• _Task to carry out_: Repeat each entry as written and leave the images out of the copy.

□ □ □ □ □ □ □

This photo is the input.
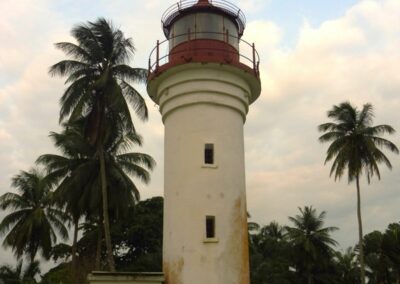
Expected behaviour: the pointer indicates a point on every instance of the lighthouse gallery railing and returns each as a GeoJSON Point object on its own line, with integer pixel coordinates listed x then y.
{"type": "Point", "coordinates": [161, 53]}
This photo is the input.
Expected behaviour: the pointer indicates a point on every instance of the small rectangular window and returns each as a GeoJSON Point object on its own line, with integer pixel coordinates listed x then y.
{"type": "Point", "coordinates": [209, 154]}
{"type": "Point", "coordinates": [210, 227]}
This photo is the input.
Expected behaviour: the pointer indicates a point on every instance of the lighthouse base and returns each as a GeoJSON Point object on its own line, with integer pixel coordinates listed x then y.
{"type": "Point", "coordinates": [104, 277]}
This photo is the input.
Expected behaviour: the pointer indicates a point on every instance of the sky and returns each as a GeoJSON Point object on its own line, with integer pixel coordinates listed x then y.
{"type": "Point", "coordinates": [314, 54]}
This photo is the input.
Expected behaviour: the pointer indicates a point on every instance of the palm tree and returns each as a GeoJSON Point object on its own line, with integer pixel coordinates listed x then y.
{"type": "Point", "coordinates": [79, 170]}
{"type": "Point", "coordinates": [311, 242]}
{"type": "Point", "coordinates": [99, 87]}
{"type": "Point", "coordinates": [346, 263]}
{"type": "Point", "coordinates": [33, 224]}
{"type": "Point", "coordinates": [356, 147]}
{"type": "Point", "coordinates": [18, 275]}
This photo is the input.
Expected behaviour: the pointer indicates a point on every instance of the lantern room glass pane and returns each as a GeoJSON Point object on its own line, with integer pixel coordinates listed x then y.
{"type": "Point", "coordinates": [233, 35]}
{"type": "Point", "coordinates": [203, 26]}
{"type": "Point", "coordinates": [209, 26]}
{"type": "Point", "coordinates": [181, 30]}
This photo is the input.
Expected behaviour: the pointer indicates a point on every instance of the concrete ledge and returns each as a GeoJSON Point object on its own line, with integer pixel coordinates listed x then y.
{"type": "Point", "coordinates": [104, 277]}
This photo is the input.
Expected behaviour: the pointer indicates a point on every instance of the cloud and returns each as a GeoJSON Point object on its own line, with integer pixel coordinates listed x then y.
{"type": "Point", "coordinates": [339, 60]}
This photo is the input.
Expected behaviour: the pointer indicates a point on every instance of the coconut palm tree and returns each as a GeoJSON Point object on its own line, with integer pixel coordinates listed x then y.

□ □ □ □ □ □ □

• _Output for this task_:
This photo is the input.
Expected behaviour: the pointer indicates a point on every instance of the lighthouse gallery railing and returns each as a GeoJSON Point object on its own line, with integer pixel coordinates listed x then y.
{"type": "Point", "coordinates": [161, 53]}
This photo is the input.
Expected behaviour: the pointer indicates a point on every instance of the small rectangular window and returns each as a GeoJSON Point object on its own line, with integer pixel coordinates listed x then y.
{"type": "Point", "coordinates": [209, 154]}
{"type": "Point", "coordinates": [210, 227]}
This photo is the input.
Expected behaviour: the pointer indicates a point on every instance of the lighthouse base and returns each as a GeoJSON Point object on its own line, with integer pixel coordinates listed x then y.
{"type": "Point", "coordinates": [104, 277]}
This photo is the input.
Expected behaviour: the pointer indicates a point on every instance of the sky and returns each as a GeoJSON Point object on its own line, with integer pixel coordinates listed x then y.
{"type": "Point", "coordinates": [314, 54]}
This photo is the input.
Expected behaviour: the pointer indicates a point on every instance of the palm tree and returns each as a GeoJSON Point object on its own line, with integer pixel coordinates listed x then y.
{"type": "Point", "coordinates": [79, 170]}
{"type": "Point", "coordinates": [311, 242]}
{"type": "Point", "coordinates": [99, 87]}
{"type": "Point", "coordinates": [346, 263]}
{"type": "Point", "coordinates": [33, 224]}
{"type": "Point", "coordinates": [356, 147]}
{"type": "Point", "coordinates": [18, 275]}
This photo is the input.
Expected behaviour: the pointer indicates a point on every instance of the lantern room glass pane and returns each as a GeoJSON Point object on its own line, with integer pixel coordinates listed x then y.
{"type": "Point", "coordinates": [233, 35]}
{"type": "Point", "coordinates": [203, 26]}
{"type": "Point", "coordinates": [209, 26]}
{"type": "Point", "coordinates": [181, 30]}
This photo is the input.
Expected behaviour: the pointer indicates a point on every instance of the concrete ledge and returns each as a GeoJSON Point object on its own line, with integer pixel coordinates listed x then y.
{"type": "Point", "coordinates": [104, 277]}
This photo is the input.
Expected behaviour: the pointer indicates a point on every instance of the cloud and returns each as a GeoJSON Point object on its own line, with integer pixel coordinates listed x then y.
{"type": "Point", "coordinates": [339, 60]}
This photo is the input.
Expected behaviour: the pointer indicates a point on every instance of the coconut palm tree and returns each as a GeoJSON Point object on its own line, with integer pixel coordinates listed x then y.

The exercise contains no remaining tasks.